• **Work order**
Please return each of the entries below exactly as they appear.

——

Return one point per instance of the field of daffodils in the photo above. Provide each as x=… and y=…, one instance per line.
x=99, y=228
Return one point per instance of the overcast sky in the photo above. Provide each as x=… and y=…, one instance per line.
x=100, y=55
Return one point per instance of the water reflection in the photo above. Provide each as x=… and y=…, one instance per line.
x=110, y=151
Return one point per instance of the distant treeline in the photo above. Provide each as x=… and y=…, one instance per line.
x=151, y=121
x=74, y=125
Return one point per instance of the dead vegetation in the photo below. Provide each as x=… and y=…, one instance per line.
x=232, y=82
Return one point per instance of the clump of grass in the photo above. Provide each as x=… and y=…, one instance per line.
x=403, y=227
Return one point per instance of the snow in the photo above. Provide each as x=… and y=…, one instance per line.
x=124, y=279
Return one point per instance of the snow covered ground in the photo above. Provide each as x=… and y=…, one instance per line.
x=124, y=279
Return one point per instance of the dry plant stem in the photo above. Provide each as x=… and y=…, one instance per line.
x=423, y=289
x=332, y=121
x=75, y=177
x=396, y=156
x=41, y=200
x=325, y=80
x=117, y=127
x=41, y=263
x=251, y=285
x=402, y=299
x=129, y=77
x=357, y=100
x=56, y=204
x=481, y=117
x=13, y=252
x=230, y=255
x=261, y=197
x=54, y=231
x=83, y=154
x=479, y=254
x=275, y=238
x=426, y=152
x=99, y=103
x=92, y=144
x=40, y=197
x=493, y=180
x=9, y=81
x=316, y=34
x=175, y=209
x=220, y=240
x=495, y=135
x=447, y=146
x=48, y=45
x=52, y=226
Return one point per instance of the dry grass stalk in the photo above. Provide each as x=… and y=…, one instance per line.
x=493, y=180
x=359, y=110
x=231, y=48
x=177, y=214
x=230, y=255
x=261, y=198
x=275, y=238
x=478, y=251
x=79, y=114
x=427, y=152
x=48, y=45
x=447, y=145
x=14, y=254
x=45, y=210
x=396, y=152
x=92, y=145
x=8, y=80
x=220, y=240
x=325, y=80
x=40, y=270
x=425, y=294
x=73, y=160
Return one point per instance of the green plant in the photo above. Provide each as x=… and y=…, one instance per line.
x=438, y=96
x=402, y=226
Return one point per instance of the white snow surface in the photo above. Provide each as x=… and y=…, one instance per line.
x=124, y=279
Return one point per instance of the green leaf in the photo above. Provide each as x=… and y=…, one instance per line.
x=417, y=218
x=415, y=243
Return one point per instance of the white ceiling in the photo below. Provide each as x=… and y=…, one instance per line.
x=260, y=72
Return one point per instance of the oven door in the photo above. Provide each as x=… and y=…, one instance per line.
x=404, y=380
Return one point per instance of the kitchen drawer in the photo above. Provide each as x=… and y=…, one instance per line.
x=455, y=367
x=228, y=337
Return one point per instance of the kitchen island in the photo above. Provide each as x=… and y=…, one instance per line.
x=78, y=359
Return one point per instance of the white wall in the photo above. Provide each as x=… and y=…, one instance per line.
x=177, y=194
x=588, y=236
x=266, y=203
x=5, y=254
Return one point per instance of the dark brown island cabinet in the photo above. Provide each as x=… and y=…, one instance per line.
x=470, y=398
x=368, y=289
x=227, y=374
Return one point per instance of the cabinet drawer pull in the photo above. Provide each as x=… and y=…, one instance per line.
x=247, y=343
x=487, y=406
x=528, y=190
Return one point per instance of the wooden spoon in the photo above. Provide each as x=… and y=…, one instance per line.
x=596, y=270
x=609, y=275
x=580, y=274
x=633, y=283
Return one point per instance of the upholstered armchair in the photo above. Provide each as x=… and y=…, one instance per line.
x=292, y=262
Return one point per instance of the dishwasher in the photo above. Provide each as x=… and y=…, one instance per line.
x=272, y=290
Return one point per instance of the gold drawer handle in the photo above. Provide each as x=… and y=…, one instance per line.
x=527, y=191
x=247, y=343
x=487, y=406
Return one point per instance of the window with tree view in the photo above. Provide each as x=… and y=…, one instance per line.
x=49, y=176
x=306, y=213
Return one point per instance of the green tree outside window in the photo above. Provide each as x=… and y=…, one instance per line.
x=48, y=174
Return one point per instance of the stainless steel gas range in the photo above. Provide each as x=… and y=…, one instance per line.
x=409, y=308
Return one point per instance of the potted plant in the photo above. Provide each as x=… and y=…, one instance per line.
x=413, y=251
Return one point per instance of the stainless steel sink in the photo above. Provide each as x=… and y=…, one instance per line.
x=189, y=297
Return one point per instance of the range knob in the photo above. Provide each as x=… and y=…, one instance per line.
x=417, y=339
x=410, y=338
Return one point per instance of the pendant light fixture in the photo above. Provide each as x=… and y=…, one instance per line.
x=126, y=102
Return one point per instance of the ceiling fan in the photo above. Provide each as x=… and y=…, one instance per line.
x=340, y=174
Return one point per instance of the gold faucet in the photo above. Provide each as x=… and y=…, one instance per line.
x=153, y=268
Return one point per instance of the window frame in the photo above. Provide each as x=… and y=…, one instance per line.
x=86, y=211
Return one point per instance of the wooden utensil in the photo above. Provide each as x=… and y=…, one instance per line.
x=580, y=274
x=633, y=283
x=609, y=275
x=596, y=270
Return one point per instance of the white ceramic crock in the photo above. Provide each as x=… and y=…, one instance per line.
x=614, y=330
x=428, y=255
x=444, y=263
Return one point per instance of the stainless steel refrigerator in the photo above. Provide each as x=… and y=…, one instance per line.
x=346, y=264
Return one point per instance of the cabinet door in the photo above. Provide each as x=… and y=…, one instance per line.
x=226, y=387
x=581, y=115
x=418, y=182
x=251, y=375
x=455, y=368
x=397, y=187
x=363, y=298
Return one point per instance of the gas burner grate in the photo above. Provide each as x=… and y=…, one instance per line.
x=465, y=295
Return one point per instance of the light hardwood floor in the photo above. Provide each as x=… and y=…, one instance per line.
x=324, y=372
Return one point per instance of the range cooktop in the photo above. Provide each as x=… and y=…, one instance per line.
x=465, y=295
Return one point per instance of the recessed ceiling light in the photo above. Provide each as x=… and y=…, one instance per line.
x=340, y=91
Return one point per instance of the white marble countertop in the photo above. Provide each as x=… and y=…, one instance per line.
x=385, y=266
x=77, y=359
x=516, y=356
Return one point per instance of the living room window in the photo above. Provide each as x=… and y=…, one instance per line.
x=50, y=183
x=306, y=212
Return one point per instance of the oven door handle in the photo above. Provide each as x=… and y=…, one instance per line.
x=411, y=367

——

• **Response to the exercise**
Return one point per instance of the field of daffodils in the photo above. Provide each as x=… and y=…, one instance per line.
x=99, y=228
Return one point per instance of the overcast sky in the photo above. Provide each as x=… and y=…, one instance per line.
x=100, y=55
Return one point per instance of the water reflection in the photo above. Provide each as x=… and y=…, one instance per line.
x=110, y=151
Return one point per instance of the distant treeline in the photo above. Provide each as x=… and y=…, one instance per line.
x=151, y=121
x=74, y=125
Return one point per instance of the dead vegetation in the photo below. Provide each as x=… and y=…, one instance per line.
x=232, y=82
Return one point per instance of the clump of grass in the photo above. Provide each as x=… and y=…, one instance per line.
x=403, y=227
Return one point per instance of the snow in the photo above. Provide each as x=… and y=…, one instance per line.
x=124, y=279
Return one point per instance of the snow covered ground in the photo above. Provide each as x=… and y=…, one instance per line.
x=124, y=279
Return one point per instance of the dry plant stem in the photo above. Provide each as x=… and y=…, one instance per line.
x=423, y=289
x=332, y=121
x=75, y=177
x=396, y=156
x=41, y=200
x=325, y=80
x=117, y=127
x=41, y=263
x=251, y=285
x=402, y=299
x=129, y=77
x=357, y=100
x=56, y=204
x=481, y=117
x=13, y=252
x=230, y=255
x=261, y=197
x=54, y=231
x=83, y=154
x=479, y=254
x=275, y=238
x=426, y=152
x=99, y=103
x=92, y=144
x=40, y=197
x=493, y=180
x=9, y=81
x=316, y=34
x=175, y=209
x=220, y=240
x=495, y=135
x=447, y=146
x=48, y=45
x=52, y=226
Return one point per instance of the dry grass stalk in the photo above. Provide each as x=… and y=…, one instance per line.
x=493, y=180
x=359, y=110
x=231, y=48
x=177, y=214
x=230, y=255
x=261, y=198
x=275, y=238
x=478, y=251
x=79, y=114
x=427, y=152
x=48, y=45
x=447, y=145
x=14, y=254
x=45, y=210
x=396, y=152
x=92, y=145
x=8, y=80
x=220, y=240
x=325, y=80
x=40, y=270
x=425, y=294
x=73, y=160
Return one point per instance of the green plant in the photo above. Provide each as x=… and y=…, one instance per line.
x=438, y=96
x=402, y=226
Return one point per instance of the white snow surface in the photo above. Provide each as x=… and y=…, one instance per line.
x=124, y=279
Return one point per instance of the green leaf in the photo above. Provide each as x=… and y=…, one instance per line.
x=417, y=218
x=415, y=243
Return one point per instance of the white ceiling in the photo below. Provide each as x=… and y=…, one instance per line.
x=260, y=72
Return one point per instance of the oven door in the photo above. Provide each as x=… and y=…, one instance per line.
x=404, y=380
Return one point per instance of the kitchen drawer in the photo above. Provide each as x=… and y=…, one instance per line.
x=455, y=367
x=228, y=337
Return one point per instance of the kitchen island in the photo above. Provide each as x=… and y=…, one instance per line.
x=78, y=359
Return one point per instance of the white wall in the photo above. Provide each as x=… and y=…, one instance per line.
x=177, y=194
x=588, y=236
x=266, y=203
x=5, y=254
Return one point per instance of the dark brown island cabinet in the photo above. Provide each as x=… and y=…, one instance per line.
x=470, y=398
x=368, y=289
x=227, y=374
Return one point per instance of the cabinet drawer pull in the photo above. Provide each as x=… and y=…, one instance per line.
x=247, y=343
x=487, y=406
x=528, y=190
Return one point per instance of the wooden spoon in the photo above. Provide each as x=… and y=…, one instance per line.
x=596, y=270
x=609, y=275
x=580, y=274
x=633, y=283
Return one point per instance of the upholstered armchair in the photo above. Provide each as x=… and y=…, one instance per line.
x=292, y=262
Return one point per instance of the dishwasher in the photo above. Provide each as x=… and y=…, one instance per line.
x=272, y=290
Return one point per instance of the gold drawer handle in the photo above. Provide each as x=… and y=…, one instance per line.
x=527, y=191
x=247, y=343
x=487, y=406
Return one point per instance of the window with tree view in the photo above. Provide each as x=… and y=…, one instance per line.
x=49, y=176
x=306, y=213
Return one point per instance of the green tree outside window in the photo above. Provide each as x=… and y=…, one instance per line.
x=48, y=174
Return one point per instance of the stainless steel gas range in the photo above. Provide each as x=… and y=…, one instance per line.
x=409, y=308
Return one point per instance of the potted plant in the photo above. Provide each as x=… and y=…, one instance per line.
x=413, y=251
Return one point per instance of the stainless steel sink in the photo above. Provide each as x=… and y=…, one instance per line.
x=189, y=297
Return one point per instance of the range knob in the photo above. Provide each as x=… and y=…, one instance per line.
x=417, y=339
x=410, y=338
Return one point per instance of the pendant light fixture in the photo above. Provide each as x=… and y=…, one instance per line.
x=126, y=102
Return one point per instance of the ceiling fan in the photo above. Provide each as x=… and y=…, one instance per line.
x=340, y=174
Return one point per instance of the gold faucet in the photo above. Provide each as x=… and y=…, one instance per line.
x=153, y=268
Return one point per instance of the window frame in the photo above. Provide each as x=… and y=…, one instance per line.
x=86, y=211
Return one point per instance of the wooden utensil in the photo above. Provide each as x=… and y=…, one instance per line.
x=580, y=274
x=633, y=283
x=609, y=275
x=596, y=270
Return one point per instance of the white ceramic crock in the photo above. Provide each as x=… and y=…, one instance per line.
x=614, y=330
x=428, y=255
x=444, y=263
Return one point per instance of the stainless steel refrigerator in the photo above. Provide each as x=… and y=…, one instance per line.
x=346, y=264
Return one point per instance of the cabinet door in the photo above. Provide each as x=… and y=…, one instance per line.
x=226, y=387
x=581, y=115
x=418, y=182
x=251, y=375
x=455, y=368
x=397, y=187
x=363, y=298
Return one point per instance of the gas burner grate in the photo above. Provide each as x=… and y=…, one instance per line.
x=465, y=295
Return one point per instance of the light hardwood floor in the photo above. Provide each as x=… and y=…, one instance per line.
x=324, y=372
Return one point per instance of the range cooktop in the photo above. Provide each as x=… and y=…, one instance per line.
x=465, y=295
Return one point per instance of the recessed ceiling light in the photo above. Provide each as x=… and y=…, one instance per line.
x=340, y=91
Return one point per instance of the white marble countertop in the photo above. Provide each as x=… and y=…, one instance per line.
x=385, y=266
x=77, y=359
x=516, y=356
Return one point per instance of the living room window in the photo above. Provide each as x=… and y=…, one instance per line.
x=50, y=183
x=306, y=212
Return one point per instance of the oven door handle in the photo above. Provide each as x=… and y=…, one instance per line.
x=411, y=367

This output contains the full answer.